What is required: Revise the records below by changing "dense foliage" to "thick foliage" and leaving everything else as it is.

Source material:
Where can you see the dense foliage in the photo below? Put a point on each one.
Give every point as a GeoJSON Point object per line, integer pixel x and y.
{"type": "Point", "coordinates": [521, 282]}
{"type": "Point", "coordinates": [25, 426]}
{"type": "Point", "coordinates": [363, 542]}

Output:
Where can you see the thick foliage in the photo below? Put a point on each one.
Give every point as a GeoJSON Point object per line, integer pixel x and y.
{"type": "Point", "coordinates": [521, 282]}
{"type": "Point", "coordinates": [25, 426]}
{"type": "Point", "coordinates": [363, 542]}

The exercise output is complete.